HSBC Holdings PLC, one of the world's largest banks, said it would spend an additional $6 billion in Asia over the next five years as it revisits its original, and most profitable, business locations and seeks an esape from the worst business "in living memory."
It said Tuesday net profit attributable to shareholders fell 34.7% to $3.89 billion last year as the coronavirus pandemic affected the world economy. HSBC set aside $8.82 billion in provisions for bad loans last year compared with fewer than $3 billion in 2019.
Hong Kong-listed shares in the bank rose 0.43% to HK$46.70 ($6.02) on the day after jumping 3.5% ahead of the results announcement.
For the quarter ended December it swung to a $562 million profit from a $5.51 billion net loss in the same quarter of 2019.
Full-year net interest margin was 1.32% compared with 1.58% a year earlier. For the year net interest income was $27.58 billion compared with $30.46 billion - a 9.5% decline. Net fee income was down to $11.87 billion from $12.02 billion a year before - down 1.2%
For the quarter ended December net interest income was $6.62 billion compared with $7.65 billion in the same three months a year ago. Net fee income was little changed at $2.97 billion compared with $2.94 billion.
New chief executive Noel Quinn said: "We plan to focus on and invest in the areas in which we are strongest." He said the bank would spend an additional $6 billion in its wealth-management and international wholesale businesses to drive growth in Asia.

▶ **Task description**
Continue the news article on HSBC's annual results, picking up after its final sentence. The listing comes from a separate, unrelated source.

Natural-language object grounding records
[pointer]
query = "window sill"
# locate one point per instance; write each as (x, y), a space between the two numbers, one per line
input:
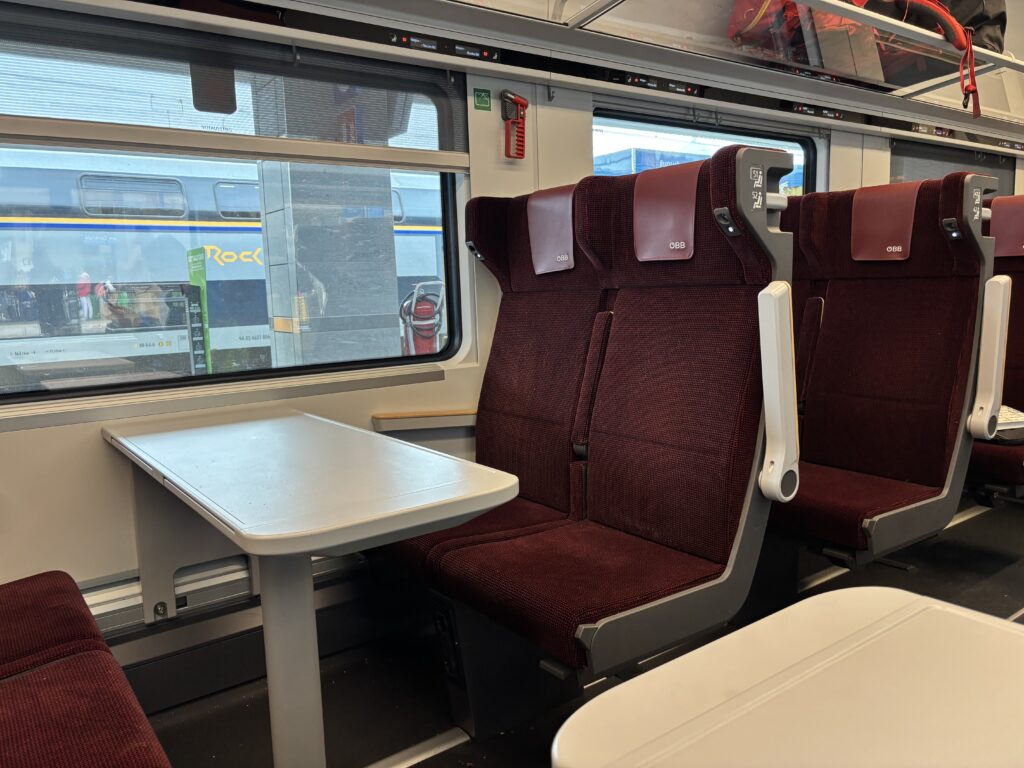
(101, 408)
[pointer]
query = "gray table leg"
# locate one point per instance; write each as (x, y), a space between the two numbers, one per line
(292, 662)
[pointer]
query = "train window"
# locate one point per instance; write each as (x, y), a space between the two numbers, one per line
(131, 196)
(911, 161)
(122, 267)
(75, 67)
(628, 145)
(237, 201)
(329, 275)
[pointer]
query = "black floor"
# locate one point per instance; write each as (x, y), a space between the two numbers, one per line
(387, 696)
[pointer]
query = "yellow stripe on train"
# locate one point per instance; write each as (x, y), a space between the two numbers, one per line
(182, 223)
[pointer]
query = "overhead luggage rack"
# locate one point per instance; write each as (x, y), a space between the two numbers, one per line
(835, 40)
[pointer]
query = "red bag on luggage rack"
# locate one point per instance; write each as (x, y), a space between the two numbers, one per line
(934, 14)
(774, 25)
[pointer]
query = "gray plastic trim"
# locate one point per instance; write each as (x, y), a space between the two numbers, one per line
(615, 641)
(905, 525)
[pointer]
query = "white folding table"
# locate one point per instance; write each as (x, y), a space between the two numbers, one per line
(285, 485)
(857, 677)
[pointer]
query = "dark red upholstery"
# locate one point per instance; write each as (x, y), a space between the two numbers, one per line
(527, 416)
(889, 376)
(833, 504)
(42, 619)
(548, 584)
(77, 712)
(679, 400)
(991, 462)
(673, 432)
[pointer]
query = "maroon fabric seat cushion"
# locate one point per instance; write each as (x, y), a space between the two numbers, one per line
(75, 713)
(518, 515)
(1013, 385)
(43, 617)
(547, 584)
(527, 412)
(678, 406)
(998, 464)
(833, 504)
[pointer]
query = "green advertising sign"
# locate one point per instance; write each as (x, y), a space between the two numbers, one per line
(199, 325)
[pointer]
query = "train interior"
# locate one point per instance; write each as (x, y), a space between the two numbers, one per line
(511, 383)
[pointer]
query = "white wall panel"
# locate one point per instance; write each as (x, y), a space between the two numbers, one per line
(65, 495)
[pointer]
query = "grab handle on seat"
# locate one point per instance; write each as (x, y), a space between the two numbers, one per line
(984, 417)
(779, 477)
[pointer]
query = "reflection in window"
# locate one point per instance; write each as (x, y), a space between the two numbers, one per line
(210, 266)
(623, 146)
(914, 161)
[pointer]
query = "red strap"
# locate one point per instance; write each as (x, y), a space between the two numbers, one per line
(969, 86)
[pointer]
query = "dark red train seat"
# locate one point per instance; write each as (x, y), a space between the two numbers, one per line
(534, 412)
(674, 515)
(65, 701)
(888, 360)
(992, 463)
(42, 619)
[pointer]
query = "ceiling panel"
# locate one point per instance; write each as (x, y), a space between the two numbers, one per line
(549, 10)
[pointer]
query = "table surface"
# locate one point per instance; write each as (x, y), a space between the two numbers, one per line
(856, 677)
(280, 482)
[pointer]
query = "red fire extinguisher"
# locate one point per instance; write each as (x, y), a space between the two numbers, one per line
(423, 318)
(514, 115)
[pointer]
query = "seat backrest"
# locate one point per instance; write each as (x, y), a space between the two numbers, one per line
(677, 414)
(887, 385)
(1008, 227)
(526, 418)
(808, 285)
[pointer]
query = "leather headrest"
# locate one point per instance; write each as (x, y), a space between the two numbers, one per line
(549, 216)
(1008, 225)
(883, 221)
(665, 213)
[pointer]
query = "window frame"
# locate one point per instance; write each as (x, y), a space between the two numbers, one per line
(806, 141)
(937, 147)
(91, 175)
(454, 317)
(218, 185)
(450, 165)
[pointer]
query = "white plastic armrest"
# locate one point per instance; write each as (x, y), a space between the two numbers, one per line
(779, 476)
(991, 358)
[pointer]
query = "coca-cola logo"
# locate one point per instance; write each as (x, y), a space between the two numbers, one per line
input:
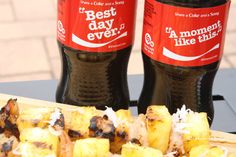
(101, 25)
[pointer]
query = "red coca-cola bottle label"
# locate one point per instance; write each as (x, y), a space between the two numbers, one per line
(96, 26)
(183, 36)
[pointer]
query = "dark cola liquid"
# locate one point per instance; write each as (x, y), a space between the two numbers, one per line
(174, 86)
(94, 79)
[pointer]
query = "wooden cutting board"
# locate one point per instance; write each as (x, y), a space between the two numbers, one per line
(217, 138)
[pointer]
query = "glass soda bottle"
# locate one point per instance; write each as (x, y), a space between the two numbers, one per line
(182, 46)
(95, 39)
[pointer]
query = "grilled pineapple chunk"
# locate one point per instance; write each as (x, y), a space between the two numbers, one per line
(32, 117)
(134, 150)
(208, 151)
(124, 118)
(27, 149)
(197, 130)
(91, 147)
(159, 123)
(40, 139)
(78, 127)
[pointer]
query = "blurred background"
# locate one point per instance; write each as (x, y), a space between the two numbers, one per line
(28, 48)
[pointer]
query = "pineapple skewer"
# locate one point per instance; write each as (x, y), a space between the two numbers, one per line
(91, 147)
(134, 150)
(158, 123)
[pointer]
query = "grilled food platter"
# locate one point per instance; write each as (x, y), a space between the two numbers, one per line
(36, 128)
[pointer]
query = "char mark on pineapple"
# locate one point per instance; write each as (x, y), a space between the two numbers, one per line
(136, 141)
(6, 147)
(122, 134)
(102, 127)
(74, 134)
(60, 123)
(8, 117)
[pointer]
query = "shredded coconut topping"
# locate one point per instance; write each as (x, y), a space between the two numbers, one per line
(55, 116)
(112, 116)
(178, 129)
(53, 131)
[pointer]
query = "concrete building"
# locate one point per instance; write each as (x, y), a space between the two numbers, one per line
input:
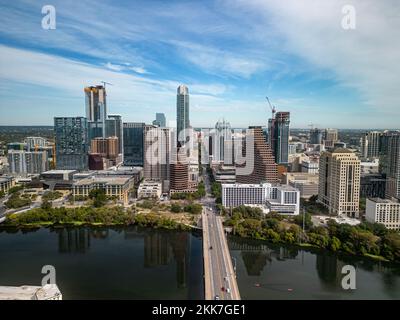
(6, 183)
(278, 136)
(310, 165)
(282, 198)
(370, 167)
(27, 162)
(384, 211)
(339, 182)
(393, 167)
(259, 161)
(182, 114)
(133, 143)
(118, 186)
(370, 145)
(34, 143)
(330, 137)
(72, 144)
(157, 155)
(306, 183)
(149, 189)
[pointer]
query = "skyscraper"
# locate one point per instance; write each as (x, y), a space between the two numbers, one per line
(72, 144)
(393, 167)
(315, 136)
(114, 129)
(160, 120)
(339, 182)
(96, 110)
(223, 145)
(264, 166)
(182, 114)
(157, 155)
(278, 137)
(133, 141)
(370, 144)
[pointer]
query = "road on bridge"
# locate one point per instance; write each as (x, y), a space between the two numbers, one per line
(220, 277)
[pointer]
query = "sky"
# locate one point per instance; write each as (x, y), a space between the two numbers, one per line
(231, 54)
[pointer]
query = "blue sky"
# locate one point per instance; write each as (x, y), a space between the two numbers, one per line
(230, 54)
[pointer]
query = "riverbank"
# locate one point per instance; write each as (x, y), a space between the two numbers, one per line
(97, 217)
(372, 241)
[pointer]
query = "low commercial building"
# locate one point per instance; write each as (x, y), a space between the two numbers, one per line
(150, 189)
(117, 186)
(306, 183)
(384, 211)
(283, 199)
(6, 183)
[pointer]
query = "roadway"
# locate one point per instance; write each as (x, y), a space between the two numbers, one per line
(220, 277)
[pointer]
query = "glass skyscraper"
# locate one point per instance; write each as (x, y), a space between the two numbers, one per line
(72, 144)
(133, 135)
(182, 114)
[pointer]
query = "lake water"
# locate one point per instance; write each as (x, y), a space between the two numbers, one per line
(142, 263)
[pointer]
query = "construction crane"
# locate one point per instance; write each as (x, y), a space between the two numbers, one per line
(273, 109)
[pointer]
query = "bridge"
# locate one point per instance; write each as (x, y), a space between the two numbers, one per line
(219, 273)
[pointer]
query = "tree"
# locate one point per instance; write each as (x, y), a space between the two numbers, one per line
(99, 197)
(176, 208)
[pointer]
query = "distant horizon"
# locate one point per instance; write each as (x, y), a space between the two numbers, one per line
(230, 55)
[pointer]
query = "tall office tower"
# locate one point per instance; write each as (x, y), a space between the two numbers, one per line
(316, 136)
(160, 120)
(182, 114)
(108, 147)
(330, 137)
(223, 143)
(393, 167)
(27, 162)
(179, 170)
(72, 144)
(133, 139)
(114, 129)
(96, 111)
(370, 144)
(278, 137)
(157, 155)
(34, 143)
(261, 157)
(339, 182)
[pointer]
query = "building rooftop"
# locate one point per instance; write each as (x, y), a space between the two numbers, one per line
(107, 180)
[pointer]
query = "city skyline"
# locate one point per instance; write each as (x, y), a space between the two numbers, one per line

▶ **Reply**
Chairperson Mark Tucker said: "In 2020, we experienced economic and social upheaval on a scale unseen in living memory. Even before the year began, the external environment was being reshaped by a range of factors - including the impact of trade tensions between the U.S. and China, Brexit, low interest rates and rapid technological development. The spread of the COVID virus made that environment all the more complex and challenging."
"The pandemic has severely impacted our customers, our colleagues, our shareholders and the communities we serve. The first priority was, and remains, dealing with the public health crisis, but the economic crisis that unfolded simultaneously has also been unprecedented in recent times."
As the pandemic hit the global economy last year, the bank prepared $8.82 billion in case of bad loans - more than double compared with 2019.
HSBC said it might sell some retail operations. HSBC said it was "exploring organic and inorganic options" for its U.S. retail business. The bank makes most of its profit in Hong Kong and mainland China. For 2020 pretax profit in Asia was $12.83 billion compared with a $4.21 billion loss in Europe and a big decline in North America to $168 million compared with $767 million 12 months earlier.
The bank has been accused in the U.S. of laundering proceeds from drug trafficking stripping data from transactions involving sanctioned nations like Iran to avoid detection. The bank paid a then-record $1.9 billion in 2012 to settle the allegations. HSBC admitted wrongdoing but avoided a guilty plea or prosecutions of its executives.
In the U.K., meanwhile, HSBC faces uncertainty caused by the country's departure from the European Union.
A second prong of the pivot to Asia will see three London-based executives - who oversee businesses accounting for roughly 95% of the bank's net revenue in 2019 - relocate to the Hong Kong HSBC offices, Bloomberg reported last week.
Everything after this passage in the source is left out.